* [Excerpt provided]
──────────

Category: Science Education

Developing a meaningful online experience for students in a classroom setting is a goal of 21st Century Learning.  If I put aside the political debate for the time being and focus on the student engagement piece for a moment I am left with a situation that I am sure many of us would love to have; do I choose laptops or iPads for my classroom?

I am piloting an online textbook (Flexbook) for my AP Biology class this year and through that pilot have been loaned a set of 15 laptops from my school board.  I have the laptops until the end of December and can then switch over to a set of iPads.  After having some recent discussions with colleagues I am debating whether moving to iPads is the right decision.  I have been using the laptops with all my classes, not just my AP Biology classes, and have had students produce a variety of work ranging from Toonlet cartoons on viruses to summary presentations on protein synthesis.  Students would then e-mail me their work for me to look at and provide feedback.  Expanding the use of the laptops from simple delivery devices of online content to productivity devices that allow students to collaborate and create is the obvious evolution from a paper based classroom to an electronic one.  Will iPads allow for the same level of input and output?  If the iPads come preloaded with Pages and Keynote then creating notes and simple presentations is not a concern but is the keyboard as intuitive and can more than one student take part meaningfully on a single device?  What apps would be the most appropriate for Grade 11 and 12 students and what limitations, if any, do the iPads have over laptops?  I own a laptop and an iPad so I am well aware of the technical differences but I guess I am wrestling with the user experience piece in the classroom and whether the novelty of the iPads will wear off sooner than with the laptops.

──────────

* [Problem 1] From the post about laptops and iPads, write out everything from "Category: Science Education" down to "for my classroom?".
* [Problem 2] In the post about laptops and iPads, how many laptops did the school board lend to the writer?
* [Problem 3] Carry on the post about laptops and iPads, picking up right after its last sentence.
The lines after this point come from a different source.

──────────

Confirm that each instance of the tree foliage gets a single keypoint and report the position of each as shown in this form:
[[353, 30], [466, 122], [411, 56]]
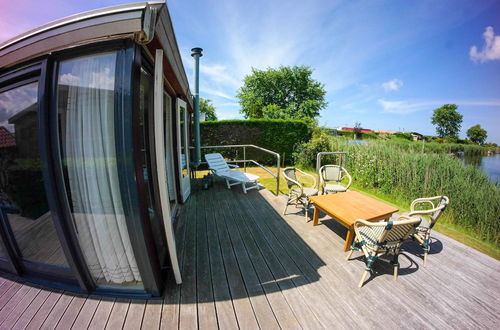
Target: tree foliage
[[208, 109], [447, 120], [284, 93], [477, 134]]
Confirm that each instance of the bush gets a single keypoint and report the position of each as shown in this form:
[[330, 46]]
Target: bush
[[277, 135], [405, 136], [399, 169]]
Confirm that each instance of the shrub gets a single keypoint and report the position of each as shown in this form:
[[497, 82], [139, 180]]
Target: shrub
[[277, 135], [399, 169]]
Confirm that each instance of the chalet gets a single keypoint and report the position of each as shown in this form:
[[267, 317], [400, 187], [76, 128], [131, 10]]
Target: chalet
[[96, 131]]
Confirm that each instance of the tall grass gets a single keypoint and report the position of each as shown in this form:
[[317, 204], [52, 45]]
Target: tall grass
[[406, 174], [435, 147]]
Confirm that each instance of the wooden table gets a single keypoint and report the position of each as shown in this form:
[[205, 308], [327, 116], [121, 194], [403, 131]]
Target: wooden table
[[349, 206]]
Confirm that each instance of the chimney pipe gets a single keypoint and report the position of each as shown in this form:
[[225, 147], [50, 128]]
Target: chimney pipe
[[197, 53]]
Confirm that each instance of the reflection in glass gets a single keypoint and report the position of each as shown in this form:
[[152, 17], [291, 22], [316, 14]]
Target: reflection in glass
[[22, 192], [87, 130], [146, 107]]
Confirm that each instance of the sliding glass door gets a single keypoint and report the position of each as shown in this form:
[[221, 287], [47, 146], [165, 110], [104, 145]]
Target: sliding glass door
[[28, 237], [183, 149], [86, 119]]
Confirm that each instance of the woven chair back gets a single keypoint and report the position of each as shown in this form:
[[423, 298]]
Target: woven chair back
[[399, 231], [443, 203], [290, 173], [332, 173]]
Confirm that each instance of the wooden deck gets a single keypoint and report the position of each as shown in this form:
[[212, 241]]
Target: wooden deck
[[246, 266]]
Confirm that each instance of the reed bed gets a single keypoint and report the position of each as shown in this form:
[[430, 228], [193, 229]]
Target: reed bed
[[407, 174]]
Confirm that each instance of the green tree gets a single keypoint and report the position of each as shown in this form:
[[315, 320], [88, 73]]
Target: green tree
[[284, 93], [447, 120], [477, 134], [208, 109]]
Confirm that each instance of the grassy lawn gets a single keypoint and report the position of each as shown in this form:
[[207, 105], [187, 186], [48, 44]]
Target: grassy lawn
[[445, 228]]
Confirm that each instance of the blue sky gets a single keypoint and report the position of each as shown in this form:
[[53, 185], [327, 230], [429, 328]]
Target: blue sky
[[386, 64]]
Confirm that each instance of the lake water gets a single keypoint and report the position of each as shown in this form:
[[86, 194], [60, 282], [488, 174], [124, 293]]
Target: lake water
[[489, 164]]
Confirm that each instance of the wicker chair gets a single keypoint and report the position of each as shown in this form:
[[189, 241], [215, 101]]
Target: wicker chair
[[298, 193], [331, 177], [429, 217], [379, 238]]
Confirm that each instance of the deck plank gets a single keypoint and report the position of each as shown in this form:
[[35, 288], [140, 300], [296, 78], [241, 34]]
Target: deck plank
[[9, 293], [118, 314], [102, 313], [207, 317], [57, 312], [259, 300], [152, 314], [226, 316], [44, 310], [10, 304], [171, 301], [188, 318], [135, 314], [72, 312], [241, 302], [244, 265], [28, 314], [87, 313]]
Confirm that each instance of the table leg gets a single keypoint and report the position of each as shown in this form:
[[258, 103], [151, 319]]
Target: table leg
[[348, 239], [316, 216]]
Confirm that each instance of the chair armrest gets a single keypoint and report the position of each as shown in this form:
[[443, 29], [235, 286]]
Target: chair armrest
[[315, 183], [424, 200], [349, 178]]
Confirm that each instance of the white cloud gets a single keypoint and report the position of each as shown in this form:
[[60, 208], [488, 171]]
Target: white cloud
[[69, 79], [392, 85], [405, 107], [219, 74], [491, 47], [216, 92], [399, 107]]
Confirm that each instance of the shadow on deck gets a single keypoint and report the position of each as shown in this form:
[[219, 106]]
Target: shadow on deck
[[244, 265]]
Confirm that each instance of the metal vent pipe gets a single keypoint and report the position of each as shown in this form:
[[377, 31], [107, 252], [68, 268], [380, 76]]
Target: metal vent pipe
[[196, 53]]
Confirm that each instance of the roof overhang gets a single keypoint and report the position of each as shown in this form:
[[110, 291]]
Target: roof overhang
[[140, 21]]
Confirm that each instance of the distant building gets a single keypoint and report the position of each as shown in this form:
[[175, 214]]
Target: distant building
[[385, 132], [417, 136], [7, 139], [351, 129]]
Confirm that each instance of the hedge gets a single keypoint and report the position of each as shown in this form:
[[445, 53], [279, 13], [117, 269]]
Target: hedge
[[281, 136]]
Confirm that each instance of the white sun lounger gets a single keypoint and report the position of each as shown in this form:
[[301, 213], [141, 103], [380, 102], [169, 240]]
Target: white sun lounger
[[221, 168]]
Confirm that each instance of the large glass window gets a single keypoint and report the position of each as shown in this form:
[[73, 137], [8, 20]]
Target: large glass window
[[22, 192], [87, 132], [145, 112]]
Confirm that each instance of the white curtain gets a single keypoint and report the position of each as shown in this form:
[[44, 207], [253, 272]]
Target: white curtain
[[89, 145]]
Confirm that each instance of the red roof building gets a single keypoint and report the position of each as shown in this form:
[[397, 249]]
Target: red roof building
[[351, 129], [7, 139]]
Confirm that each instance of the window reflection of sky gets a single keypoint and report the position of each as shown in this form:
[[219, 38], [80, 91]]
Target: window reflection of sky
[[14, 101]]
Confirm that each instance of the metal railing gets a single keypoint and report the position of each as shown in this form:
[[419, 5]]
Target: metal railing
[[245, 160]]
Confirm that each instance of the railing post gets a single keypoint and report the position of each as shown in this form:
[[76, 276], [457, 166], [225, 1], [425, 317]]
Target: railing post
[[278, 175], [245, 158]]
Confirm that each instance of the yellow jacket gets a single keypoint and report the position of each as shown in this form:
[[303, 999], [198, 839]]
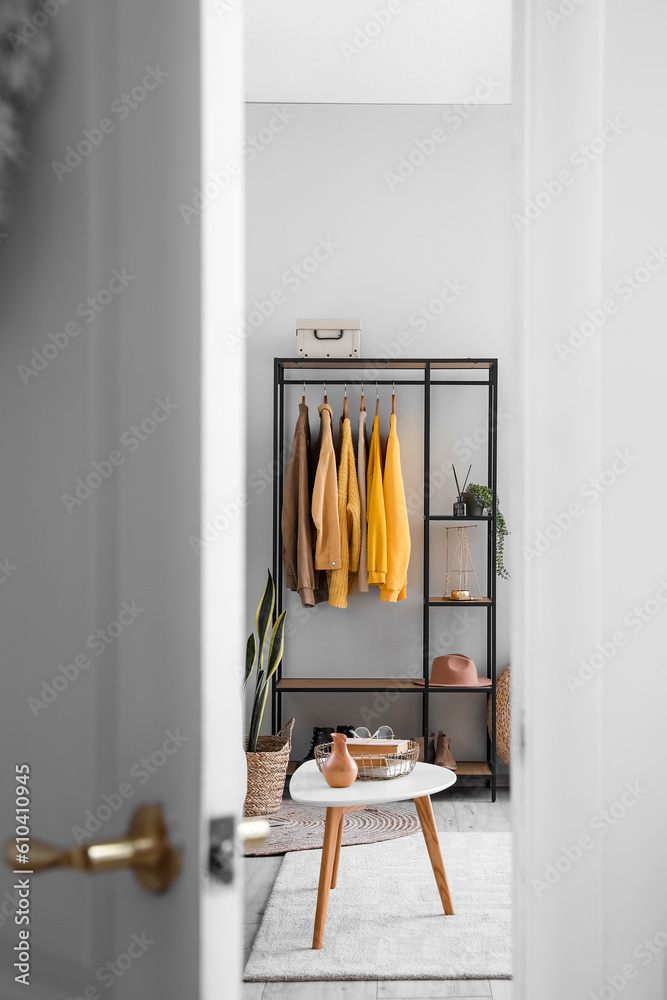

──────────

* [Written response 1]
Category: Science Education

Developing a meaningful online experience for students in a classroom setting is a goal of 21st Century Learning.  If I put aside the political debate for the time being and focus on the student engagement piece for a moment I am left with a situation that I am sure many of us would love to have; do I choose laptops or iPads for my classroom?

* [Written response 2] A set of 15 laptops.

* [Written response 3]
My initial motivation was to obtain a set of iPads (or comparable tablet device) to serve as a medium to deliver the content of the online textbook.  A substitute for the heavy, hardcover  paper alternative.  Having seen the level of engagement and excitement the simple introduction of laptops has created in my classroom I now question whether a simple content delivery device is what I need.  Student engagement is the essence of 21st Century Learning and has been the essence of meaningful teaching forever.  The WOW factor with technology in the classroom is amazing but temporary as more and more classrooms ‘come online’ so to speak.  One day the introduction of devices in a class will not be cutting edge it will be expected and firmly within the box of teaching and learning and not outside of it.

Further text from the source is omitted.